### Task requirements
Copy the data that follows, exactly and completely.

Stored dataset items:

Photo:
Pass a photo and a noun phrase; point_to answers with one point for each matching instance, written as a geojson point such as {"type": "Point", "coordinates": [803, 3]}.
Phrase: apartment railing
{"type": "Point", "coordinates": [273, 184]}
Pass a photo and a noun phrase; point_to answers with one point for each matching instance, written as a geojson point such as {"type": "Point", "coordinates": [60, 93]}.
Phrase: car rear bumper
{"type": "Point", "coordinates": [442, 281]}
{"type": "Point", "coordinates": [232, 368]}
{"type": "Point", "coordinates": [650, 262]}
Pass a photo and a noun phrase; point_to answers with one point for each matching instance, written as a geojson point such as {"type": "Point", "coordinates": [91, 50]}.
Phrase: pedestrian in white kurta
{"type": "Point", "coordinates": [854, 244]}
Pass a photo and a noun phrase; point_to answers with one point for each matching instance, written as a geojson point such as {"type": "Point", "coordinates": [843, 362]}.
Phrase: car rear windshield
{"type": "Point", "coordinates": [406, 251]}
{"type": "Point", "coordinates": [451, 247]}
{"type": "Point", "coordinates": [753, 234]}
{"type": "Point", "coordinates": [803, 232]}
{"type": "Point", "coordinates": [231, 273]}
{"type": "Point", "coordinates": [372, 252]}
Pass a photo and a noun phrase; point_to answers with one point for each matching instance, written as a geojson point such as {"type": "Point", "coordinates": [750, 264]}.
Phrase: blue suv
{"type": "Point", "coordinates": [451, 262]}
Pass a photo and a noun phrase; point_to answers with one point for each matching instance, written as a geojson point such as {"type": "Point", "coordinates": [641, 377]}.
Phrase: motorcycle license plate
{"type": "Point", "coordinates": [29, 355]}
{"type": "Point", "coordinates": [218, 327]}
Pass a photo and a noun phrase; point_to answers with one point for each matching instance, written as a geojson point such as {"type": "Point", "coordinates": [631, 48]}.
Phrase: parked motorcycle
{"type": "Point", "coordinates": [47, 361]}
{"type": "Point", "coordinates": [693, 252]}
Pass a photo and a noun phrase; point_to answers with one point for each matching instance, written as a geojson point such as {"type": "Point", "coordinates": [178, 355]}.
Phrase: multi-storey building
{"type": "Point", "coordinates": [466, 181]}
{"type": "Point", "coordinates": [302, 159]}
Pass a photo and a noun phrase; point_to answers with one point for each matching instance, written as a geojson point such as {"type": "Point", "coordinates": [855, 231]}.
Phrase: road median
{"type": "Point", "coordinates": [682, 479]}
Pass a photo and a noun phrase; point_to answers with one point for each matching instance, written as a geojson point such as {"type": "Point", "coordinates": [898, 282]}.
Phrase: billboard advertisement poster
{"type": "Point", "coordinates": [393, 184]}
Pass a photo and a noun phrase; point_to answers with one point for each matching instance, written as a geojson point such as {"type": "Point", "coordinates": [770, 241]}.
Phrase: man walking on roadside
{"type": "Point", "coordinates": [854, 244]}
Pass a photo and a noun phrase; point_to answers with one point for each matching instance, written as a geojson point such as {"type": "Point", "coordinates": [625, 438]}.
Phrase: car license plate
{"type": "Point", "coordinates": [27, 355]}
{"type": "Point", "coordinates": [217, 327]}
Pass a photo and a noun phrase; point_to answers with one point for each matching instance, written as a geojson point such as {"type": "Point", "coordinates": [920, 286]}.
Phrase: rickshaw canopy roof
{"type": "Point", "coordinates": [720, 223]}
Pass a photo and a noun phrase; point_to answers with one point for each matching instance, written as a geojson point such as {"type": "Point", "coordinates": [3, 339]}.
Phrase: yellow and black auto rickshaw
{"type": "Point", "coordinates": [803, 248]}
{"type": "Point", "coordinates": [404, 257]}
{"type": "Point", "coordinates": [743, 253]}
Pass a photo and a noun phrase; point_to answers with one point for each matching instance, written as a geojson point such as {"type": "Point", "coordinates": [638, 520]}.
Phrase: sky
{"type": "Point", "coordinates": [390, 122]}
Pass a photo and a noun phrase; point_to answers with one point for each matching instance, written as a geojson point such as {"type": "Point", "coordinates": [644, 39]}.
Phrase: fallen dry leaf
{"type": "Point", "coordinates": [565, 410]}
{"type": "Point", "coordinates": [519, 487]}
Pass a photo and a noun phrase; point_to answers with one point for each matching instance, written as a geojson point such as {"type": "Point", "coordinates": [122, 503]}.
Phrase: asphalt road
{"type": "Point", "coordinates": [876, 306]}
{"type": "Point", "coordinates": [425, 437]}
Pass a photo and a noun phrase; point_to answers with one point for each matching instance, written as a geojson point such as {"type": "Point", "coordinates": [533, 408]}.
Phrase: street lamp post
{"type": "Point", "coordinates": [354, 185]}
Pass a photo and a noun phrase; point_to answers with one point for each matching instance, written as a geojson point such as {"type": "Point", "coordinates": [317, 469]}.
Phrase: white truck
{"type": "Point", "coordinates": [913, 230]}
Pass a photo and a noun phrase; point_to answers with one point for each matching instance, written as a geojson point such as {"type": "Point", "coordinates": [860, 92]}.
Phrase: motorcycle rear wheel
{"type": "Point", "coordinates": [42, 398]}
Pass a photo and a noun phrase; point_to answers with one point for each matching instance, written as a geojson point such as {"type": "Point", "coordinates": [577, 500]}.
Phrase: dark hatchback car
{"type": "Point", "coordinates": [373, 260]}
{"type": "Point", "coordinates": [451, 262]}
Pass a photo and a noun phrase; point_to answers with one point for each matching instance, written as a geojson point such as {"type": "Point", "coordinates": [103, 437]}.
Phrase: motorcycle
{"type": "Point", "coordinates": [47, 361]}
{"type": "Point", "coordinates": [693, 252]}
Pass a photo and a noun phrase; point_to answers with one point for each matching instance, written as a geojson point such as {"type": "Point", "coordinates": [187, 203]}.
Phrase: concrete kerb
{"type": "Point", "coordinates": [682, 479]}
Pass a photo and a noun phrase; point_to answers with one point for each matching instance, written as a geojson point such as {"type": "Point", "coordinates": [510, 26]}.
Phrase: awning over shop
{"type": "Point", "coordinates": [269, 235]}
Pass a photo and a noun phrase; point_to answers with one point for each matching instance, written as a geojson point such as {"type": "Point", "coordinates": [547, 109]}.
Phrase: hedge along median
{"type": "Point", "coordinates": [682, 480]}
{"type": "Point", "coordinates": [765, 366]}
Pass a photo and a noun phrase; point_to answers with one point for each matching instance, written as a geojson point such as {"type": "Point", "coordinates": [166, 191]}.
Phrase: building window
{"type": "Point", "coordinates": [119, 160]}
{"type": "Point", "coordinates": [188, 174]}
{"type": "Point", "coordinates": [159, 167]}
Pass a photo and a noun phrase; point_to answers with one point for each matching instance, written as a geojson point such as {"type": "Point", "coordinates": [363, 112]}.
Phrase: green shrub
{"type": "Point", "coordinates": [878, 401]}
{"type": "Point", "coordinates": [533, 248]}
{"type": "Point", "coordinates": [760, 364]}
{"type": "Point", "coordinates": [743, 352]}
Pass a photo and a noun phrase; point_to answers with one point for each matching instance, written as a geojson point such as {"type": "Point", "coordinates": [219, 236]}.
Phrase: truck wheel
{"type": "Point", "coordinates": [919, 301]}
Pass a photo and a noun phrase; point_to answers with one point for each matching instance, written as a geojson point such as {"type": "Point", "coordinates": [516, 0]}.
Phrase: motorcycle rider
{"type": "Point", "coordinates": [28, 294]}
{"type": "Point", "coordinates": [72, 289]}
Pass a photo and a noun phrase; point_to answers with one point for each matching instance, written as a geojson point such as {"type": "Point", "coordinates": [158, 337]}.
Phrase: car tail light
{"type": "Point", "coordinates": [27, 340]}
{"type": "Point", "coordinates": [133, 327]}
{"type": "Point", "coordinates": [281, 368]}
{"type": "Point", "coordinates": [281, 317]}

### Reply
Photo:
Pass a photo and a noun phrase; point_to answers with one point for each matching instance, written as a geojson point such as {"type": "Point", "coordinates": [803, 3]}.
Phrase: apartment railing
{"type": "Point", "coordinates": [273, 184]}
Pass a photo and a noun phrase; point_to answers with one point for each matching instance, written as a geojson point such as {"type": "Point", "coordinates": [60, 93]}.
Phrase: car rear bumper
{"type": "Point", "coordinates": [442, 281]}
{"type": "Point", "coordinates": [232, 368]}
{"type": "Point", "coordinates": [650, 262]}
Pass a photo and a noun phrase; point_to answers with one point for each matching instance, written as a geojson point such as {"type": "Point", "coordinates": [91, 50]}.
Phrase: pedestrian in white kurta
{"type": "Point", "coordinates": [854, 244]}
Pass a photo and a noun phrase; point_to answers with one point for each matching instance, written as a geojson point such as {"type": "Point", "coordinates": [843, 362]}.
Phrase: car rear windshield
{"type": "Point", "coordinates": [406, 251]}
{"type": "Point", "coordinates": [451, 247]}
{"type": "Point", "coordinates": [753, 234]}
{"type": "Point", "coordinates": [803, 232]}
{"type": "Point", "coordinates": [231, 273]}
{"type": "Point", "coordinates": [372, 252]}
Pass a photo and a noun phrase; point_to answers with one point for each matching instance, written as a geojson point such as {"type": "Point", "coordinates": [750, 264]}.
Phrase: blue suv
{"type": "Point", "coordinates": [451, 262]}
Pass a photo and a noun phrase; point_to answers with one point for each matching instance, written as a geojson point such as {"type": "Point", "coordinates": [641, 377]}.
Phrase: motorcycle license plate
{"type": "Point", "coordinates": [29, 355]}
{"type": "Point", "coordinates": [218, 327]}
Pass a photo and a noun phrase; point_to answers with one point for each matching instance, written as a geojson point such as {"type": "Point", "coordinates": [631, 48]}.
Phrase: parked motorcycle
{"type": "Point", "coordinates": [47, 361]}
{"type": "Point", "coordinates": [693, 252]}
Pass a photo and a noun phrase; point_to answers with one point for each matching instance, written as a geojson point such as {"type": "Point", "coordinates": [178, 355]}.
Phrase: multi-storey building
{"type": "Point", "coordinates": [466, 181]}
{"type": "Point", "coordinates": [302, 159]}
Pass a photo and a noun phrase; point_to answers with one point for each matching instance, written as a geojson point such as {"type": "Point", "coordinates": [855, 231]}.
Phrase: road median
{"type": "Point", "coordinates": [682, 479]}
Pass a photo and a noun phrase; point_to answers with one point for each matching instance, written as a geojson point such as {"type": "Point", "coordinates": [898, 282]}.
Phrase: billboard advertisement poster
{"type": "Point", "coordinates": [393, 184]}
Pass a photo and a noun phrase; point_to answers with one point for each matching instance, written as a geojson point such as {"type": "Point", "coordinates": [770, 241]}.
Phrase: man walking on roadside
{"type": "Point", "coordinates": [854, 244]}
Pass a photo and a noun phrase; point_to answers with one point for each matching instance, written as a geojson point such as {"type": "Point", "coordinates": [625, 438]}.
Phrase: car license plate
{"type": "Point", "coordinates": [27, 355]}
{"type": "Point", "coordinates": [217, 327]}
Pass a photo and a noun phrase; point_to answers with one point for each matching instance, written as a geojson point such as {"type": "Point", "coordinates": [920, 286]}.
Phrase: rickshaw canopy roof
{"type": "Point", "coordinates": [720, 223]}
Pass a photo and a noun phrase; point_to answers with one point for each matching instance, written as a geojson point such as {"type": "Point", "coordinates": [3, 339]}.
Phrase: yellow and black auto rickshaw
{"type": "Point", "coordinates": [803, 248]}
{"type": "Point", "coordinates": [404, 257]}
{"type": "Point", "coordinates": [743, 253]}
Pass a photo and a noun phrase; point_to answers with one point for each matching instance, written as a geojson point such as {"type": "Point", "coordinates": [638, 520]}.
Phrase: sky
{"type": "Point", "coordinates": [390, 122]}
Pass a photo and a noun phrase; point_to answers with one point for each matching instance, written as a geojson point such as {"type": "Point", "coordinates": [644, 39]}.
Phrase: fallen dry leaf
{"type": "Point", "coordinates": [565, 410]}
{"type": "Point", "coordinates": [519, 487]}
Pass a photo and a noun phrase; point_to answers with one point for each matching instance, written as a geojson point such as {"type": "Point", "coordinates": [122, 503]}.
Phrase: asphalt road
{"type": "Point", "coordinates": [876, 306]}
{"type": "Point", "coordinates": [425, 437]}
Pass a photo and a noun phrase; point_to answers with one point for each matching instance, written as a geojson point such as {"type": "Point", "coordinates": [533, 408]}.
Phrase: street lamp post
{"type": "Point", "coordinates": [354, 185]}
Pass a photo and a noun phrase; point_to answers with one point for each matching instance, written as a geojson point such as {"type": "Point", "coordinates": [317, 469]}.
Phrase: white truck
{"type": "Point", "coordinates": [913, 230]}
Pass a photo and a noun phrase; point_to answers with one point for each matching instance, written as a geojson point such as {"type": "Point", "coordinates": [860, 92]}.
Phrase: motorcycle rear wheel
{"type": "Point", "coordinates": [42, 398]}
Pass a photo and a noun phrase; point_to answers with one point for each matching instance, written as a geojson point such as {"type": "Point", "coordinates": [577, 500]}.
Phrase: dark hatchback car
{"type": "Point", "coordinates": [373, 260]}
{"type": "Point", "coordinates": [451, 262]}
Pass a photo and a noun phrase; point_to answers with one point for each matching instance, written as a geojson point such as {"type": "Point", "coordinates": [103, 437]}.
Phrase: motorcycle
{"type": "Point", "coordinates": [47, 361]}
{"type": "Point", "coordinates": [693, 252]}
Pass a photo and a noun phrase; point_to answers with one point for each matching instance, written as a geojson point such as {"type": "Point", "coordinates": [187, 203]}.
Phrase: concrete kerb
{"type": "Point", "coordinates": [682, 479]}
Pass a photo and a noun phrase; point_to answers with one point for each matching instance, written as a geojson point such as {"type": "Point", "coordinates": [510, 26]}.
Phrase: awning over shop
{"type": "Point", "coordinates": [269, 235]}
Pass a photo and a noun phrase; point_to answers with one point for each matching instance, written as a geojson point such as {"type": "Point", "coordinates": [547, 109]}.
Phrase: hedge along median
{"type": "Point", "coordinates": [682, 480]}
{"type": "Point", "coordinates": [765, 366]}
Pass a photo and a noun phrase; point_to answers with one point for each matching instance, written as a geojson point such as {"type": "Point", "coordinates": [166, 191]}.
Phrase: building window
{"type": "Point", "coordinates": [119, 160]}
{"type": "Point", "coordinates": [188, 174]}
{"type": "Point", "coordinates": [159, 167]}
Pass a photo and a noun phrase; point_to answers with one point for each matching instance, written as a geojson point such as {"type": "Point", "coordinates": [363, 112]}.
Phrase: green shrub
{"type": "Point", "coordinates": [878, 401]}
{"type": "Point", "coordinates": [533, 248]}
{"type": "Point", "coordinates": [760, 364]}
{"type": "Point", "coordinates": [743, 352]}
Pass a photo and a noun phrase; point_to answers with one point for each matching instance, written as a geojson point such as {"type": "Point", "coordinates": [219, 236]}.
Phrase: truck wheel
{"type": "Point", "coordinates": [919, 301]}
Pass a photo and a noun phrase; point_to answers with one point for each matching instance, written as a geojson point such as {"type": "Point", "coordinates": [516, 0]}.
Phrase: motorcycle rider
{"type": "Point", "coordinates": [28, 294]}
{"type": "Point", "coordinates": [72, 289]}
Pass a photo and a noun phrase; point_to answers with one point for each matching instance, written as a geojson point such as {"type": "Point", "coordinates": [158, 337]}.
Phrase: car tail light
{"type": "Point", "coordinates": [27, 340]}
{"type": "Point", "coordinates": [133, 327]}
{"type": "Point", "coordinates": [281, 368]}
{"type": "Point", "coordinates": [281, 317]}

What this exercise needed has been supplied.